- [What is expected]: Extract every entry below line for line, unchanged, and leave the pictures out of your copy.

■ ■ ■ ■ ■

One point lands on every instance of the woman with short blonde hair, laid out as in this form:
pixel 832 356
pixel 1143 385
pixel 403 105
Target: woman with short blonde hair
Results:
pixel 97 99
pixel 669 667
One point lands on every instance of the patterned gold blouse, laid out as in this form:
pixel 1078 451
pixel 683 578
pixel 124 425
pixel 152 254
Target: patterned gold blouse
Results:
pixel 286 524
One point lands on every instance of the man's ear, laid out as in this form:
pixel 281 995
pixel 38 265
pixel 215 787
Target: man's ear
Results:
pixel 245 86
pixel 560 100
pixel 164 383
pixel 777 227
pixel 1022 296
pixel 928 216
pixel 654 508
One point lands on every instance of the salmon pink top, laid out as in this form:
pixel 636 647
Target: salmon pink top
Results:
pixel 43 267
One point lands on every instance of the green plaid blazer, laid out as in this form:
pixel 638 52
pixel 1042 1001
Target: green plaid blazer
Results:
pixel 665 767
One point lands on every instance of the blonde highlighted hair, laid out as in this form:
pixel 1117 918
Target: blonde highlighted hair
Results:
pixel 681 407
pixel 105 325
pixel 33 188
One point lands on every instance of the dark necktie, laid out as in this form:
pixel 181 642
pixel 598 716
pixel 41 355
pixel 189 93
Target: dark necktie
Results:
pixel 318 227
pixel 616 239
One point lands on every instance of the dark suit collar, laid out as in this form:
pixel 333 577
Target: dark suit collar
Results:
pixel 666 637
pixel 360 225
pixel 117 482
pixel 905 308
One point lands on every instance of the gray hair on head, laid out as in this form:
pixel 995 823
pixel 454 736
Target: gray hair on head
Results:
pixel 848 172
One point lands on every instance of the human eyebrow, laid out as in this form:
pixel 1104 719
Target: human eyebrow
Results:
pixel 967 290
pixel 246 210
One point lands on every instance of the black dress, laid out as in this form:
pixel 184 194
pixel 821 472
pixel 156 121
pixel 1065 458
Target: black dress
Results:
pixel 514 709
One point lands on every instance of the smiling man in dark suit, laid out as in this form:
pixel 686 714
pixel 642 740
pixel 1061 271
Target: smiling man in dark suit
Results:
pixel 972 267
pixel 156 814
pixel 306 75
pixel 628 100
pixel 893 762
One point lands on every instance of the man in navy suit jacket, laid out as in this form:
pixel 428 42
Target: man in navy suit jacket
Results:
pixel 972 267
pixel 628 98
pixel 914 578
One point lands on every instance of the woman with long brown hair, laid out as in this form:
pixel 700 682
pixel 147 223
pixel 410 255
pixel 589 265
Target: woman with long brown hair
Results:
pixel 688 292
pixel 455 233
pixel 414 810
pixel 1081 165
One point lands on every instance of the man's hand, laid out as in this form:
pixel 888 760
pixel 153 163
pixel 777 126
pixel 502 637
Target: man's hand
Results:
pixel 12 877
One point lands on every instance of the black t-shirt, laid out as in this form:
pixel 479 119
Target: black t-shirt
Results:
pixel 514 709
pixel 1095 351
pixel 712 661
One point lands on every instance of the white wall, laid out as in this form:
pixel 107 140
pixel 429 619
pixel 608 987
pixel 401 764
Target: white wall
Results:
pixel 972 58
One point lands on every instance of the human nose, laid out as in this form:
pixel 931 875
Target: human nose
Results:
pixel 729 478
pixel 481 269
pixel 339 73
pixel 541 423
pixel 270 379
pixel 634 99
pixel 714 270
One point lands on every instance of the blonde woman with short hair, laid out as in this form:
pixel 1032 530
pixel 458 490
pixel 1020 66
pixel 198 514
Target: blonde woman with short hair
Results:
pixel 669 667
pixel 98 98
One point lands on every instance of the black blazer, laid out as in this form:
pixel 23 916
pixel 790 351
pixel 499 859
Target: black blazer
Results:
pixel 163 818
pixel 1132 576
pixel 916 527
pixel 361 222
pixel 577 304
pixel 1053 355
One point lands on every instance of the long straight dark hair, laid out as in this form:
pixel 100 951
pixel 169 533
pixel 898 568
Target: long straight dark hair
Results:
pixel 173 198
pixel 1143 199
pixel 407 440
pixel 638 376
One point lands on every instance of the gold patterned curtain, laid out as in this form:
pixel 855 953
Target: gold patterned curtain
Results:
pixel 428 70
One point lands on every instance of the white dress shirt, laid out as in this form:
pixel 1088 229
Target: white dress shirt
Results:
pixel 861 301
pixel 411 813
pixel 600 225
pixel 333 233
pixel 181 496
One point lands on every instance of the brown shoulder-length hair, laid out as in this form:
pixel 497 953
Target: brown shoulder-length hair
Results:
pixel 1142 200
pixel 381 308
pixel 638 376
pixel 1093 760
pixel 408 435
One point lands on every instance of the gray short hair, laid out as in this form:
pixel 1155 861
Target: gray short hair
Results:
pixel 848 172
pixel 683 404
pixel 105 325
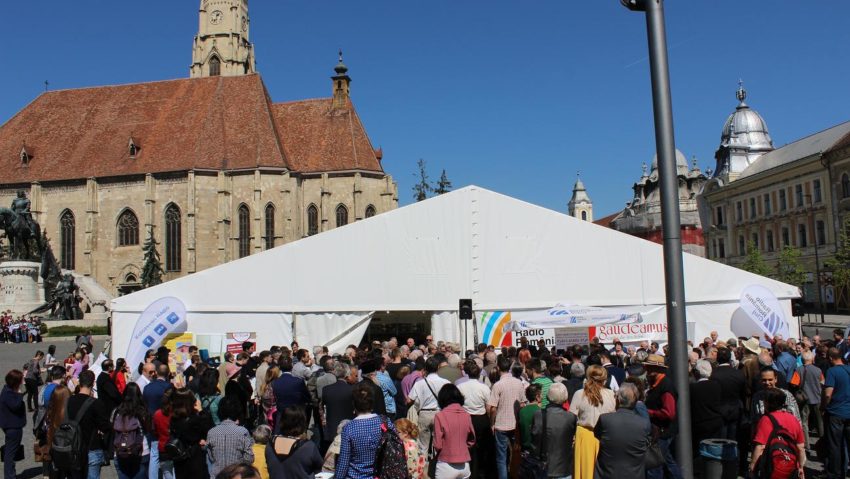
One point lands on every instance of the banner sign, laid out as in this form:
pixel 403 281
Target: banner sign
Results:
pixel 763 308
pixel 163 317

■ ■ ■ ■ ■

- [Response below]:
One point lands on every instance of the woman with short blonde hair, laid out as in this form:
pixel 832 356
pixel 1143 385
pixel 403 105
Target: woman with short blonde hair
Results:
pixel 97 99
pixel 669 667
One point lands on every instance of the patterned gold blouse, laid out as in this form:
pixel 1078 451
pixel 683 578
pixel 124 425
pixel 152 254
Target: patterned gold blouse
Results:
pixel 286 524
One point lands on every instance of the man's ear, laid out as in this form:
pixel 281 995
pixel 38 265
pixel 215 787
Target: man's ear
Results:
pixel 245 86
pixel 560 100
pixel 164 383
pixel 777 227
pixel 1022 296
pixel 928 216
pixel 654 508
One point lands on every instance of the salmon pink top, laid out as in this form:
pixel 636 647
Target: salmon pink top
Results:
pixel 43 267
One point lands on every instance of the green plaid blazer, laid out as in this form:
pixel 638 52
pixel 1042 1001
Target: green plaid blazer
Results:
pixel 665 767
One point lands on every instance of the blonde highlighted hair, laid out as in this form:
pixel 1117 918
Target: blonde highlighted hair
Results:
pixel 681 407
pixel 105 325
pixel 33 188
One point lands on every instance of the dark necktie, laid out as in this form:
pixel 181 642
pixel 598 716
pixel 41 355
pixel 189 93
Target: dark necktie
Results:
pixel 318 227
pixel 616 239
One point lands on every instance of the dark suit collar, laid out as in this form:
pixel 333 577
Target: dark suit collar
Results:
pixel 666 637
pixel 360 225
pixel 117 482
pixel 905 308
One point lands on every instance of the gray hair on head, laid out as in this form:
pixel 995 823
pixel 454 736
Target: gray hair on head
Results:
pixel 848 172
One point lands on every instance of the human eyebrow, laid out as in this form:
pixel 1104 719
Target: human eyebrow
Results:
pixel 967 290
pixel 246 210
One point lands on every instance of the black dress, laid out as in this form:
pixel 184 194
pixel 821 472
pixel 156 121
pixel 1065 458
Target: black dress
Results:
pixel 514 709
One point lands on every instance of the smiling man in dark suit, laid out as in this form:
pixel 686 714
pixel 642 740
pixel 1061 271
Target: smiling man in dark suit
Results:
pixel 972 267
pixel 156 814
pixel 306 75
pixel 628 100
pixel 893 762
One point lands on every instance of the man in navy suit jacket, laid out as in this form:
pixel 428 42
Target: man in navy suit jacket
Results:
pixel 972 267
pixel 628 98
pixel 914 578
One point lands on every instance of the woman with long brown hair, laid out as in this form:
pixel 700 682
pixel 147 223
pixel 410 255
pixel 589 265
Target: woman with long brown hair
Results:
pixel 688 292
pixel 455 233
pixel 414 810
pixel 1081 165
One point lands on every instance of the man's hand, laid out as in this form:
pixel 888 760
pixel 153 163
pixel 777 126
pixel 502 637
Target: man's hand
Results:
pixel 12 877
One point lands on every instance of the black t-shirt, laid out as in this form:
pixel 479 119
Target: black t-shirt
Results:
pixel 514 709
pixel 1095 351
pixel 712 661
One point lands on every instance of the white wall, laid out as in this form:
pixel 107 140
pixel 429 619
pixel 608 987
pixel 401 764
Target: white wall
Results:
pixel 972 58
One point lands on every instance of the human nose, laid out as in this form:
pixel 931 875
Target: human nose
Results:
pixel 729 478
pixel 481 269
pixel 339 73
pixel 541 423
pixel 270 379
pixel 634 99
pixel 714 270
One point lands on every instance of the blonde woman with short hair, laid out as in this form:
pixel 1032 530
pixel 458 490
pixel 1020 66
pixel 198 514
Target: blonde woman with short hair
Results:
pixel 669 667
pixel 98 98
One point lands on every instance of the black blazer, laid out as in this form:
pixel 23 916
pixel 790 351
pixel 499 859
Target: black blazer
Results:
pixel 163 818
pixel 1132 576
pixel 916 527
pixel 361 222
pixel 577 304
pixel 1053 355
One point lands on every instance of the long straight dark hair, laid out as in this form:
pixel 100 951
pixel 169 533
pixel 898 568
Target: long straight dark hair
Results:
pixel 173 198
pixel 1143 199
pixel 407 440
pixel 638 376
One point lands on every instance of the gold patterned curtain, laid out as in this form:
pixel 855 953
Target: gold patterned curtain
Results:
pixel 428 70
One point lands on every instance of the white dress shirt, laid out as in this form:
pixel 1088 229
Target: white dress shirt
Results:
pixel 861 301
pixel 411 813
pixel 600 225
pixel 333 233
pixel 181 496
One point lands on every instance of the brown shoulder-length hair, laid out as in this form:
pixel 497 953
Target: brown shoulder-length hair
Results:
pixel 1142 200
pixel 381 308
pixel 638 376
pixel 1093 760
pixel 408 435
One point lands on every instance of the gray short hair, laid out as in this form:
pixel 1155 861
Target: gray short hair
Results:
pixel 848 172
pixel 683 404
pixel 105 325
One point lands on every instance of the banner sign, laid out as in this form:
pixel 403 281
Target: banner sign
Results:
pixel 763 308
pixel 163 317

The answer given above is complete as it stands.